*Task requirements:* Set the records down again. Match every line exactly.

*Referring expression data:*
:::
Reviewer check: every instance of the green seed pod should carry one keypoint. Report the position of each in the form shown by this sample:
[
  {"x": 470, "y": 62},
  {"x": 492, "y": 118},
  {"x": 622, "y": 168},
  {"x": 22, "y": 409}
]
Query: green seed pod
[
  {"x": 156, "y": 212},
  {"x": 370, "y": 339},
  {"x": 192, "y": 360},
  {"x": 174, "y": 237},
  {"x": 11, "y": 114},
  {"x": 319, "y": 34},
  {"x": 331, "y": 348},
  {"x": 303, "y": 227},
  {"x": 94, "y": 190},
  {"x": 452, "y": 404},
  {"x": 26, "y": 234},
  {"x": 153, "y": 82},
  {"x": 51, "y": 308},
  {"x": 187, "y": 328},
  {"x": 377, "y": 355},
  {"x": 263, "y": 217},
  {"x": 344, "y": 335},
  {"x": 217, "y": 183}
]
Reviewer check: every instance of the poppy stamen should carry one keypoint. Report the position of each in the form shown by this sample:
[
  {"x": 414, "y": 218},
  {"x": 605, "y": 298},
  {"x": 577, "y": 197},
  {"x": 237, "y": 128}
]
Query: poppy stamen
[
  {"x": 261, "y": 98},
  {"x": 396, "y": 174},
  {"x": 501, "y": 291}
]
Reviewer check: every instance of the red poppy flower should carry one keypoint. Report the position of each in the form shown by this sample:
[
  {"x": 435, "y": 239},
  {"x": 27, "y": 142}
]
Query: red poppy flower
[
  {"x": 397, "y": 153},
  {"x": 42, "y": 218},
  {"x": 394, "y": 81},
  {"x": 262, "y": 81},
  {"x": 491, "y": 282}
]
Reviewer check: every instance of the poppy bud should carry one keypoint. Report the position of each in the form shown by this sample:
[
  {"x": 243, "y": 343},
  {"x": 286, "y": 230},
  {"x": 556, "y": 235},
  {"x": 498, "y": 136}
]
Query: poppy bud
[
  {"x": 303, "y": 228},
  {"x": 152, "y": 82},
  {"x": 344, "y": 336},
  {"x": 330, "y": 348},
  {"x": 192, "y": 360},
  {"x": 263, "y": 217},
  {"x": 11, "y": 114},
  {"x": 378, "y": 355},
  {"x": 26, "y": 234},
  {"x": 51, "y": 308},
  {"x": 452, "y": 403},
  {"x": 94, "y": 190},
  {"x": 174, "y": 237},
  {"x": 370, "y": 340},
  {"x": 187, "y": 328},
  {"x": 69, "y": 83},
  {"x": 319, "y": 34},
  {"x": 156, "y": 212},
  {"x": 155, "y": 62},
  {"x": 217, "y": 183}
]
:::
*Result:*
Reviewer check: every instance of the green seed pod should carry one keypoint. Report the position of each in the form shown by this sample:
[
  {"x": 470, "y": 62},
  {"x": 492, "y": 118},
  {"x": 622, "y": 168},
  {"x": 22, "y": 409}
]
Query: green seed pod
[
  {"x": 156, "y": 212},
  {"x": 370, "y": 339},
  {"x": 192, "y": 360},
  {"x": 174, "y": 237},
  {"x": 11, "y": 114},
  {"x": 319, "y": 34},
  {"x": 331, "y": 348},
  {"x": 303, "y": 227},
  {"x": 94, "y": 190},
  {"x": 452, "y": 404},
  {"x": 26, "y": 234},
  {"x": 153, "y": 82},
  {"x": 51, "y": 308},
  {"x": 187, "y": 328},
  {"x": 377, "y": 355},
  {"x": 263, "y": 217},
  {"x": 344, "y": 335},
  {"x": 217, "y": 183}
]
Reviewer check: every instance of the poppy stamen should carry one keypoint. Report the position of each in the form shown by this sample:
[
  {"x": 414, "y": 218},
  {"x": 605, "y": 298},
  {"x": 577, "y": 197},
  {"x": 237, "y": 128}
]
Query: poppy stamen
[
  {"x": 261, "y": 98},
  {"x": 396, "y": 174},
  {"x": 501, "y": 291}
]
Reviewer check: every instance of the red poppy flower should carry one keypoint. Report the position of each in the form shown by this sample:
[
  {"x": 435, "y": 239},
  {"x": 27, "y": 142}
]
Query: red poppy flower
[
  {"x": 397, "y": 153},
  {"x": 42, "y": 218},
  {"x": 394, "y": 81},
  {"x": 262, "y": 81},
  {"x": 491, "y": 282}
]
Reviewer check: every instance of the poppy bud should carry one keypoint. Report the position of each in the form shown by this sample:
[
  {"x": 243, "y": 343},
  {"x": 286, "y": 230},
  {"x": 556, "y": 235},
  {"x": 498, "y": 136}
]
Query: poppy bud
[
  {"x": 303, "y": 228},
  {"x": 152, "y": 82},
  {"x": 344, "y": 336},
  {"x": 330, "y": 348},
  {"x": 192, "y": 360},
  {"x": 263, "y": 217},
  {"x": 11, "y": 114},
  {"x": 378, "y": 355},
  {"x": 26, "y": 234},
  {"x": 51, "y": 308},
  {"x": 452, "y": 403},
  {"x": 94, "y": 190},
  {"x": 174, "y": 237},
  {"x": 370, "y": 340},
  {"x": 187, "y": 328},
  {"x": 69, "y": 83},
  {"x": 319, "y": 34},
  {"x": 156, "y": 212},
  {"x": 155, "y": 62},
  {"x": 217, "y": 183}
]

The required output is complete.